* **提示文**:
説明

エアドライヤ装置用キャッチタンク

【課題】 簡単かつ低コストな構成でありながら、通気抵抗が小さく所望のパージ性能を維持しつつ、不用意に水分や油分・塵挨等を排出することがなく環境への悪影響の少ないエアドライヤ装置用キャッチタンクを提供する。
【解決手段】 本発明は、エアドライヤ装置10のパージ処理の際に排出されるパージエアから水分を分離して貯留するエアドライヤ装置用キャッチタンク100であって、エアドライヤ装置10のパージ処理の際に排出されるパージエアをパージエア導入通路120を介して導入し内壁に衝突させて気水分離を図る第1室110Aと、第1仕切板130を介して第1室110Aの上方に配設され第1室110Aにより所定に気水分離が行われたパージエアを第1仕切板130の貫通部131を介して導入する第2室110Bと、第2室110Bに導入されたパージエアを外部へ排出する外部連通部140と、を備えて構成したことを特徴とする。

【発明の詳細な説明】
【技術分野】
【0001】
本発明は、自動車等においてサービスブレーキ、エアサスなど利用されるサービスエアから水分等を除去するためのエアドライヤ装置のパージ処理の際にパージエアから水分、油分・塵埃等を分離して貯留するエアドライヤ装置用キャッチタンクに関する。
【背景技術】
【0002】
例えば、トラック、バスなどの大型車両においては、エアコンプレッサにより所定圧力(例えば、10kgf/cm程度)に圧縮した空気をエアタンクに貯留しておき、この圧縮空気(サービスエア)を作動動力源の一部として利用するといったサービスブレーキシステムや、コイルスプリングや板バネの代わりに圧縮空気を利用したエアサスペンションシステムなどが採用されている。
【0003】
ここで、エアコンプレッサにより圧縮された空気は、通常圧力の大気圧状態に比べて含有する水蒸気の凝結により水を発生しやすい状態にある。
また、エンジンにより回転駆動されるクランク機構やピストンを含んで構成されるエアコンプレッサを潤滑するための潤滑油が圧縮空気中に混在するといった場合も想定される。
【0004】
このため、エアコンプレッサにより圧縮した空気を、そのままエアタンクに貯留しておいて圧縮空気を、サービスブレーキシステム等の各種エアシステムに供給してしまうと、圧縮空気が触れる部分に腐食や汚損などを発生させ、延いては各種エアシステムに機能障害などを生じさせるおそれがあるなど、システムの信頼性等に悪影響を及ぼすおそれがある。
【0005】
このようなことから、エアコンプレッサにより圧縮した空気を、エアタンクに貯留する前に、エアドライヤ装置によって乾燥させ油分を除去して浄化することなどが行われている。

* **抽出した行**:
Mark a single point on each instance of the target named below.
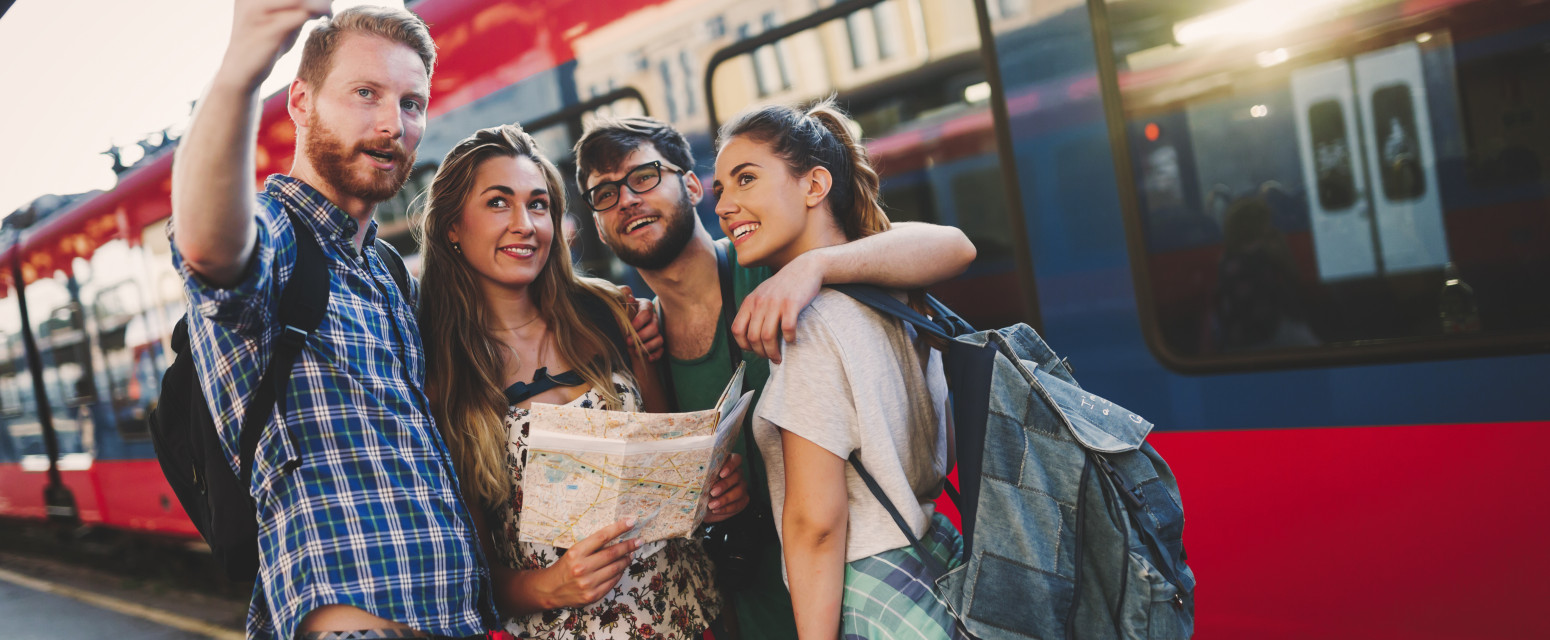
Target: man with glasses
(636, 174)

* * *

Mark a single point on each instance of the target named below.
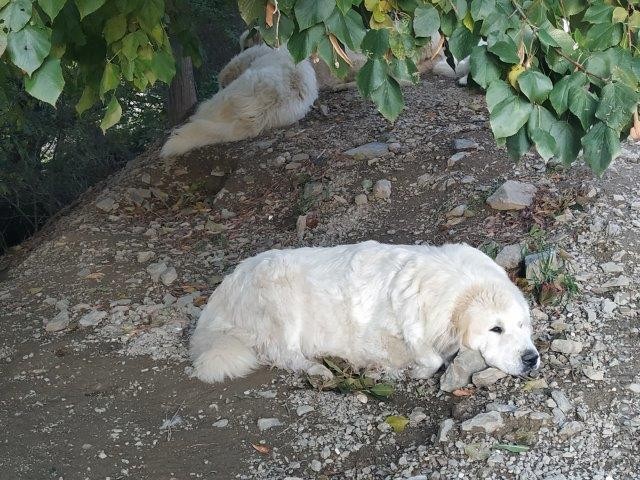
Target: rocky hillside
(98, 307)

* **課題の詳細**: エアドライヤ装置用キャッチタンクに関する提示文のうち、「また、エンジンにより回転駆動」と「することなどが行われている。」の間を、両端の語句も含めて一字も変えずに書き写しなさい。

* **問題の解答**:
また、エンジンにより回転駆動されるクランク機構やピストンを含んで構成されるエアコンプレッサを潤滑するための潤滑油が圧縮空気中に混在するといった場合も想定される。
【0004】
このため、エアコンプレッサにより圧縮した空気を、そのままエアタンクに貯留しておいて圧縮空気を、サービスブレーキシステム等の各種エアシステムに供給してしまうと、圧縮空気が触れる部分に腐食や汚損などを発生させ、延いては各種エアシステムに機能障害などを生じさせるおそれがあるなど、システムの信頼性等に悪影響を及ぼすおそれがある。
【0005】
このようなことから、エアコンプレッサにより圧縮した空気を、エアタンクに貯留する前に、エアドライヤ装置によって乾燥させ油分を除去して浄化することなどが行われている。